▶ [Material to process]

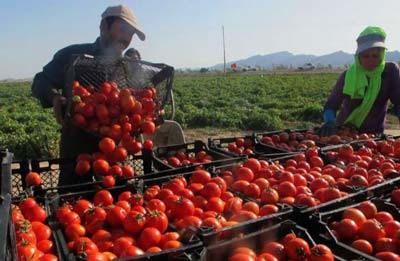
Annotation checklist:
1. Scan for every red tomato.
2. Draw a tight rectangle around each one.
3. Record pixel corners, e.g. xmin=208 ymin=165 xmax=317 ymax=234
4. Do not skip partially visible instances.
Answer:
xmin=122 ymin=211 xmax=146 ymax=234
xmin=138 ymin=227 xmax=161 ymax=250
xmin=107 ymin=206 xmax=127 ymax=227
xmin=93 ymin=189 xmax=114 ymax=207
xmin=351 ymin=239 xmax=373 ymax=255
xmin=285 ymin=238 xmax=310 ymax=260
xmin=145 ymin=210 xmax=168 ymax=233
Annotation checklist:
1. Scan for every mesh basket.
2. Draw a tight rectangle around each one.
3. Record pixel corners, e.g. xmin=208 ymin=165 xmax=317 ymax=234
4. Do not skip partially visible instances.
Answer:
xmin=11 ymin=155 xmax=156 ymax=197
xmin=64 ymin=54 xmax=174 ymax=124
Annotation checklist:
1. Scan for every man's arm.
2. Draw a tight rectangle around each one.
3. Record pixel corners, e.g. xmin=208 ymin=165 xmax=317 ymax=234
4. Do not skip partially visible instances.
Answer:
xmin=32 ymin=48 xmax=69 ymax=125
xmin=32 ymin=48 xmax=69 ymax=108
xmin=389 ymin=63 xmax=400 ymax=121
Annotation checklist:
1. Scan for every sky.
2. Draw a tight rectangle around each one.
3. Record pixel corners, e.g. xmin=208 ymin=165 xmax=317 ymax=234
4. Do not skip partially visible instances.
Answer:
xmin=0 ymin=0 xmax=400 ymax=79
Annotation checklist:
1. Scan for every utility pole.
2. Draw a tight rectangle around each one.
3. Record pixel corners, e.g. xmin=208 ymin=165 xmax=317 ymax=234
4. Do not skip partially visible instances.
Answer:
xmin=222 ymin=25 xmax=226 ymax=75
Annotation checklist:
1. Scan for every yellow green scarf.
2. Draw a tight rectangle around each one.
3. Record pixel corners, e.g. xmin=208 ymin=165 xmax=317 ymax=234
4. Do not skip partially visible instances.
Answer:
xmin=343 ymin=28 xmax=386 ymax=128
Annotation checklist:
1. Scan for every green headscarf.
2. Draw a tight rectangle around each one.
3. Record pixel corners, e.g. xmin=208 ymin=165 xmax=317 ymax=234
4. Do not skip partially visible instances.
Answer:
xmin=343 ymin=27 xmax=386 ymax=128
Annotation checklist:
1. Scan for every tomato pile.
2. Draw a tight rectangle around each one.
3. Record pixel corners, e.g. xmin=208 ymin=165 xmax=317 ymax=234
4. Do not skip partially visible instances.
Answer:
xmin=73 ymin=82 xmax=157 ymax=180
xmin=164 ymin=150 xmax=214 ymax=168
xmin=72 ymin=81 xmax=157 ymax=141
xmin=261 ymin=130 xmax=373 ymax=151
xmin=220 ymin=154 xmax=352 ymax=207
xmin=228 ymin=138 xmax=254 ymax=155
xmin=329 ymin=201 xmax=400 ymax=260
xmin=11 ymin=198 xmax=58 ymax=261
xmin=228 ymin=233 xmax=334 ymax=261
xmin=75 ymin=138 xmax=139 ymax=187
xmin=56 ymin=190 xmax=182 ymax=260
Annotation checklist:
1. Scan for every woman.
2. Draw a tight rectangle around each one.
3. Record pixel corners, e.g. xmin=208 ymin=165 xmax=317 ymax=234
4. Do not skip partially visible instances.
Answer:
xmin=321 ymin=27 xmax=400 ymax=136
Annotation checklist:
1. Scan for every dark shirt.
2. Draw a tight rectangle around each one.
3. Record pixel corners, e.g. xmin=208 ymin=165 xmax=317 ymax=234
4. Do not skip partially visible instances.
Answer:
xmin=325 ymin=62 xmax=400 ymax=133
xmin=32 ymin=38 xmax=101 ymax=108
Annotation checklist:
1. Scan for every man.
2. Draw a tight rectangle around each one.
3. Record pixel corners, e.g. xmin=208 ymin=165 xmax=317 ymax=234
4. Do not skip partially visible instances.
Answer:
xmin=32 ymin=5 xmax=145 ymax=185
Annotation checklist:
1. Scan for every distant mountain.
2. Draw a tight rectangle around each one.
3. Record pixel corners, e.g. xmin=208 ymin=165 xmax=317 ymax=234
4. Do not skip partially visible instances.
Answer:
xmin=211 ymin=51 xmax=400 ymax=69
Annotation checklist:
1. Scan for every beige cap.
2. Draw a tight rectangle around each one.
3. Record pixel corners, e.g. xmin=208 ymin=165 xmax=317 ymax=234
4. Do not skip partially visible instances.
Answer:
xmin=101 ymin=5 xmax=146 ymax=41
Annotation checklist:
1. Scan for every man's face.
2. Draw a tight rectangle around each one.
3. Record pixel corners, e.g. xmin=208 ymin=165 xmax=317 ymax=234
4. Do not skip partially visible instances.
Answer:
xmin=101 ymin=18 xmax=135 ymax=55
xmin=359 ymin=48 xmax=383 ymax=71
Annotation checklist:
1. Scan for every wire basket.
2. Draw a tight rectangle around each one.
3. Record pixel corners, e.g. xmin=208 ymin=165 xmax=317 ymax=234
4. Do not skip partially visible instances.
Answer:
xmin=64 ymin=54 xmax=174 ymax=127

▶ [Set exercise] Lay out all the items above as a two-column CSV with the header item_text,answer. Give one row per item, with its text and its answer each in a single quoted field and line breaks replaced by spaces, and leave out the pictures.

▶ [Response]
item_text,answer
"Annotation checklist: 1. Scan for every red tomato. 2. Draw a tight rectangle around each one. 3. Record pixel corners, e.g. xmin=208 ymin=165 xmax=317 ymax=234 4. Do not skip partially visible instances. Answer:","xmin=122 ymin=211 xmax=146 ymax=234 xmin=138 ymin=227 xmax=161 ymax=250 xmin=107 ymin=206 xmax=127 ymax=227 xmin=93 ymin=189 xmax=114 ymax=207 xmin=351 ymin=239 xmax=373 ymax=255 xmin=285 ymin=238 xmax=310 ymax=260 xmin=145 ymin=210 xmax=168 ymax=233"
"Annotation checklist: 1. Scan for every mesh basket. 2. Draw a tight rectangle around each one. 3. Record pixel corners, e.g. xmin=208 ymin=165 xmax=317 ymax=234 4. Do not skip partially visible instances. Answer:","xmin=11 ymin=155 xmax=156 ymax=197 xmin=64 ymin=54 xmax=174 ymax=124"
"Annotation checklist: 1. Scan for every man's arm. 2. Draw a tight rectangle around each one. 3. Record pixel corners, e.g. xmin=208 ymin=165 xmax=317 ymax=234 4. Do not skip partially visible instances. Answer:","xmin=32 ymin=48 xmax=69 ymax=125 xmin=32 ymin=48 xmax=69 ymax=108 xmin=389 ymin=63 xmax=400 ymax=121"
"Annotation checklist: 1. Scan for every sky. 2. Draw a tight rectangle around each one. 3. Record pixel corners, e.g. xmin=208 ymin=165 xmax=317 ymax=234 4. Do not skip partially visible instances. Answer:","xmin=0 ymin=0 xmax=400 ymax=79"
"Annotation checklist: 1. Scan for every utility pole. 2. Draw a tight rectangle around each one. 3. Record pixel corners, e.g. xmin=208 ymin=165 xmax=317 ymax=234 4. Do not skip partially visible instances. Answer:","xmin=222 ymin=25 xmax=226 ymax=75"
"Annotation checklist: 1. Scan for every yellow green scarf. 2. Draw a tight rectangle around each one. 3. Record pixel corners, e.g. xmin=208 ymin=165 xmax=317 ymax=234 4. Do not skip partially visible instances. Answer:","xmin=343 ymin=28 xmax=386 ymax=128"
"Annotation checklist: 1. Scan for every green headscarf. 2. Draw a tight rectangle around each one. 3. Record pixel corners, e.g. xmin=208 ymin=165 xmax=317 ymax=234 4. Do not skip partially visible instances. Answer:","xmin=343 ymin=27 xmax=386 ymax=128"
"Annotation checklist: 1. Scan for every tomato pile. 2. Draw a tight rectangle around each one. 3. Record pixel corners, e.g. xmin=208 ymin=165 xmax=317 ymax=234 4. Do not skip partially visible instances. Answer:","xmin=73 ymin=82 xmax=157 ymax=180 xmin=164 ymin=150 xmax=214 ymax=168 xmin=72 ymin=81 xmax=157 ymax=141 xmin=261 ymin=130 xmax=373 ymax=151 xmin=220 ymin=154 xmax=352 ymax=207 xmin=228 ymin=138 xmax=254 ymax=155 xmin=329 ymin=201 xmax=400 ymax=260 xmin=11 ymin=198 xmax=58 ymax=261 xmin=228 ymin=233 xmax=334 ymax=261 xmin=75 ymin=138 xmax=139 ymax=187 xmin=56 ymin=190 xmax=182 ymax=260"
"Annotation checklist: 1. Scan for every woman. 2. Draw a tight rectangle around each one. 3. Record pixel corners, e.g. xmin=208 ymin=165 xmax=317 ymax=234 4. Do not skip partially visible instances. Answer:","xmin=321 ymin=27 xmax=400 ymax=136"
"Annotation checklist: 1. Scan for every dark shirt. 2. Draw a tight rectangle around each one. 3. Record pixel corners, e.g. xmin=208 ymin=165 xmax=317 ymax=234 4. Do not skip partially visible instances. Answer:","xmin=325 ymin=62 xmax=400 ymax=133 xmin=32 ymin=38 xmax=101 ymax=108"
"Annotation checklist: 1. Scan for every man. 2. Draw a tight rectangle around each one. 3. Record pixel corners, e.g. xmin=208 ymin=165 xmax=317 ymax=234 4. Do not skip partially visible instances. Answer:","xmin=32 ymin=5 xmax=145 ymax=185"
"Annotation checklist: 1. Scan for every distant mountain. 2. Draw a tight rectangle around each one. 3. Record pixel corners, e.g. xmin=208 ymin=165 xmax=317 ymax=234 4. Do not skip partially visible instances. Answer:","xmin=211 ymin=51 xmax=400 ymax=69"
"Annotation checklist: 1. Scan for every beige cap. 2. Draw a tight rectangle around each one. 3. Record pixel corners, e.g. xmin=208 ymin=165 xmax=317 ymax=234 4. Do not skip partially visible instances. Answer:","xmin=101 ymin=5 xmax=146 ymax=41"
"Annotation checklist: 1. Scan for every man's face. 2. Draw a tight rectangle around each one. 3. Record pixel corners, e.g. xmin=208 ymin=165 xmax=317 ymax=234 4. Do not skip partially visible instances. Answer:","xmin=101 ymin=18 xmax=135 ymax=55 xmin=359 ymin=48 xmax=383 ymax=71"
"Annotation checklist: 1. Scan for every wire basket. 2. Draw a tight rectangle around each one. 3. Record pixel corners, e.g. xmin=208 ymin=165 xmax=317 ymax=234 4. Do not skip partially visible instances. Answer:","xmin=64 ymin=54 xmax=174 ymax=127"